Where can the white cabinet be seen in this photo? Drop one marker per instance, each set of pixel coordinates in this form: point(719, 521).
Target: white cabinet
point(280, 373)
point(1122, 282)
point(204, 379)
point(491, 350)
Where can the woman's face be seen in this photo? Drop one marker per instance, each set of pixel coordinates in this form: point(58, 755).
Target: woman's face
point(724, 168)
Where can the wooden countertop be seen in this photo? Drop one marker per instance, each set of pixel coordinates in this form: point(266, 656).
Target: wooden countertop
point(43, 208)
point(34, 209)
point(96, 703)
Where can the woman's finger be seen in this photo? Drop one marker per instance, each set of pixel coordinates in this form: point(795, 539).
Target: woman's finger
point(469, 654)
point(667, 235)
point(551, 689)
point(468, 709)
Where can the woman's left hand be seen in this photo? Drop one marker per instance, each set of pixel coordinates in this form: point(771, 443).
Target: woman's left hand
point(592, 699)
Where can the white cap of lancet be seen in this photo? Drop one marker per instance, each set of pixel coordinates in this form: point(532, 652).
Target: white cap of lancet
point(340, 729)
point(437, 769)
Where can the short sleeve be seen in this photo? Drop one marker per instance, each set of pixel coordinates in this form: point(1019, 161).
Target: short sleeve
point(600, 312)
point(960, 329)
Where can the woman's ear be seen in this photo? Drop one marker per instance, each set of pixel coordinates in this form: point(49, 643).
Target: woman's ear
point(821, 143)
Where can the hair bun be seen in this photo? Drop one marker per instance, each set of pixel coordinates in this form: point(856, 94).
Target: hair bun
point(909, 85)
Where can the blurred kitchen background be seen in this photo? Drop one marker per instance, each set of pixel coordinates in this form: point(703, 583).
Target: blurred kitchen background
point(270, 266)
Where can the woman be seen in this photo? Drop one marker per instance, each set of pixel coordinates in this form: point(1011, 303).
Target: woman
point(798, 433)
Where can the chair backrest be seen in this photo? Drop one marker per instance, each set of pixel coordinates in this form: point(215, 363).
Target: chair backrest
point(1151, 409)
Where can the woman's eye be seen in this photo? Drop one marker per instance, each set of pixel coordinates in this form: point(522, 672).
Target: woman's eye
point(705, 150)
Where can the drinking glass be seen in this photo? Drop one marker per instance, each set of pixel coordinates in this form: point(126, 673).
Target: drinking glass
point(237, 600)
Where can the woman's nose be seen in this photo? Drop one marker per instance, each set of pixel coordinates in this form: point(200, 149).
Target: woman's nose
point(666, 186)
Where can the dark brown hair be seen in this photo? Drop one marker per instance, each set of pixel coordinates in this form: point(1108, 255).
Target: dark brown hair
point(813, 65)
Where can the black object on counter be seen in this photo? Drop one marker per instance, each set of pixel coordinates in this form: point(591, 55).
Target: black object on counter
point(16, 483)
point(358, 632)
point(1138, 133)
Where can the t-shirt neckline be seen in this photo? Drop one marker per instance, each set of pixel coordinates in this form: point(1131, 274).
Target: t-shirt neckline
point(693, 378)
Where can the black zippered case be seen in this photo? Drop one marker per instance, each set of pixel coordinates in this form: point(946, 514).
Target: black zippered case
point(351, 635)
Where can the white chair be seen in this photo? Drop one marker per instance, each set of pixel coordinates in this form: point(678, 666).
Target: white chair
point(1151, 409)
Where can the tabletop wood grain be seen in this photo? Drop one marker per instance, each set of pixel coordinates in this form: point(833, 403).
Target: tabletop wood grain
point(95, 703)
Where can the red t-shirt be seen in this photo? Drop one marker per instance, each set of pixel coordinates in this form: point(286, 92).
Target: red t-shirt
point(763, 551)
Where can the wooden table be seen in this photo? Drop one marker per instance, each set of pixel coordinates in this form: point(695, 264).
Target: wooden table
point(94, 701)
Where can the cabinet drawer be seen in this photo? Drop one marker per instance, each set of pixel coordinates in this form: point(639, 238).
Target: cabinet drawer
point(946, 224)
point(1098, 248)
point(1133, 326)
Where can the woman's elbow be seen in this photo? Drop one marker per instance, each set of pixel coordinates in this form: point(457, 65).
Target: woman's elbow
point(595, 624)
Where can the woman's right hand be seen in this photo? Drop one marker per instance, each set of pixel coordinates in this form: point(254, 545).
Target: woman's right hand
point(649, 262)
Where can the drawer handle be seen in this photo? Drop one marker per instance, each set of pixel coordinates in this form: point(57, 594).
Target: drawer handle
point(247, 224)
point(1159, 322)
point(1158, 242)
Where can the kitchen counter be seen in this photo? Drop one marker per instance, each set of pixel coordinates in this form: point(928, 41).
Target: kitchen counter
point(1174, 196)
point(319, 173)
+ + + +
# WHAT THE TASK ASKS
Convert every item above into a JSON list of strings, one string per line, with blank lines omitted.

# THE OUTPUT
[
  "Where can the white cabinet be seen in this photo? Drop one marker per instance, each set of pixel coordinates in this form: point(719, 521).",
  "Target: white cabinet",
  "point(280, 373)",
  "point(1122, 282)",
  "point(204, 379)",
  "point(491, 350)",
  "Where can the woman's face be seen in this photo? Drop one marker per instance, each set of pixel coordinates in this form: point(58, 755).",
  "Target: woman's face",
  "point(724, 168)",
  "Where can the wooden countertop be seen in this photo? Drop one marker per instance, each set of pixel coordinates in this form: point(266, 656).",
  "Target: wooden countertop",
  "point(43, 208)",
  "point(34, 209)",
  "point(96, 703)",
  "Where can the woman's finger be seen in this photo? Drop one marker per instance, each set of pixel coordinates in this form: point(795, 539).",
  "Target: woman's finger",
  "point(469, 654)",
  "point(667, 235)",
  "point(551, 689)",
  "point(468, 709)",
  "Where can the woman's left hand be seen in this photo? Drop one marker per instance, each set of pixel coordinates in this form: point(771, 443).",
  "Target: woman's left hand",
  "point(592, 699)",
  "Where can the white cap of lancet be seen in this photo? Drop one marker per instance, each set of pixel coordinates in this form: point(532, 652).",
  "Target: white cap of lancet",
  "point(340, 729)",
  "point(437, 769)",
  "Where can the short sleeve be seen in this photo? Drop one marker per instance, each set of pixel coordinates in this form: point(1019, 161).",
  "Target: short sleeve",
  "point(600, 312)",
  "point(960, 329)",
  "Where can the woman's ear be seen in this photo? Drop one marker per instance, each set of pixel coordinates in this form: point(49, 643).",
  "Target: woman's ear",
  "point(821, 143)",
  "Where can the hair bun be seen in this photo? Drop one marker per instance, each set of pixel coordinates in this form: point(856, 94).",
  "Target: hair bun",
  "point(909, 85)",
  "Where can the blurred kitchen background be seen in this photo? Drop one marker per instance, each set of pixel coordinates in this form: point(703, 583).",
  "Target: blurred kitchen background",
  "point(270, 266)",
  "Where can the woman be seen in this photo? Drop one marker per instance, each set of pixel coordinates in this form: point(1011, 303).",
  "Target: woman",
  "point(798, 433)",
  "Where can the chair backrest be seen in this photo? Drop one marker per instance, each set of pixel coordinates in this form: point(215, 363).",
  "Target: chair backrest",
  "point(1151, 409)",
  "Where can the woman's eye be seen in this photo? Drop one marker per instance, each set of pixel coordinates in this form: point(522, 672).",
  "Target: woman's eye",
  "point(705, 150)",
  "Where can the drinking glass be seen in this photo? Drop one marker per instance, each set of pixel coordinates in this form: point(126, 673).",
  "Target: drinking glass",
  "point(237, 600)",
  "Where can the woman's nose be seen in this photo? Drop one marker per instance, each set of pixel coordinates in this form: point(200, 149).",
  "Target: woman's nose",
  "point(666, 186)",
  "Where can the dark brown hair be seen in this photo? Drop one marker per instance, each set of pixel coordinates in this form: point(1108, 255).",
  "Target: dark brown hair",
  "point(813, 65)",
  "Where can the black object on counter be seen in this photo? Drop one marker per instance, each set of pixel coordinates in this form: point(591, 55).",
  "Target: black object on counter",
  "point(16, 483)",
  "point(358, 632)",
  "point(1138, 133)",
  "Where can the t-shirt neckline be seen in this photo? Drop one marker per instance, each set of pixel coordinates in this form: point(1131, 274).",
  "Target: t-shirt neckline",
  "point(693, 378)",
  "Where can the black zippered case be seen in this photo? Drop one marker per instance, each set of pixel coordinates in this form: point(946, 514).",
  "Target: black zippered case",
  "point(351, 635)",
  "Where can the white chair be seen in this photo? Drop one marker per instance, each set of pixel coordinates in this form: point(678, 666).",
  "Target: white chair",
  "point(1151, 409)",
  "Where can the tabletop wood grain be seen in this photo? Drop one marker per instance, each set of pixel coordinates in this form: point(833, 403).",
  "Target: tabletop wood grain",
  "point(95, 703)",
  "Where can the red t-shirt be seen in this photo? Drop one marker per instance, each set of pixel coordinates in this form: point(286, 92).",
  "Target: red t-shirt",
  "point(763, 551)",
  "Where can the wooden table be seen in this photo? Drop one marker per instance, each set of pixel coordinates in this form: point(695, 264).",
  "Target: wooden table",
  "point(94, 701)",
  "Where can the cabinet drawer be seen in this photo? Drop one marker per instance, each set of pixel coordinates in this form: point(639, 238).",
  "Target: cabinet drawer",
  "point(946, 224)",
  "point(1098, 248)",
  "point(1133, 326)",
  "Where can the woman's elbow be seen in this photo? Drop one marker per instance, each set of pixel coordinates in this form: point(457, 65).",
  "Target: woman's elbow",
  "point(595, 624)",
  "Where can the woman's right hand be seen in this photo? Drop one marker per instance, each set of pixel coordinates in this form: point(254, 545).",
  "Target: woman's right hand",
  "point(649, 262)",
  "Where can the drawer handle be seen in this photo? Drop one marker per instance, each set of pixel coordinates in this form: point(57, 594).",
  "Target: drawer handle",
  "point(247, 224)",
  "point(1159, 322)",
  "point(1158, 242)",
  "Where can the kitchen counter be seen in this photo? Drop one marker per instance, each set of pixel coordinates in this form: point(928, 41).",
  "Target: kitchen counter",
  "point(1174, 196)",
  "point(319, 173)"
]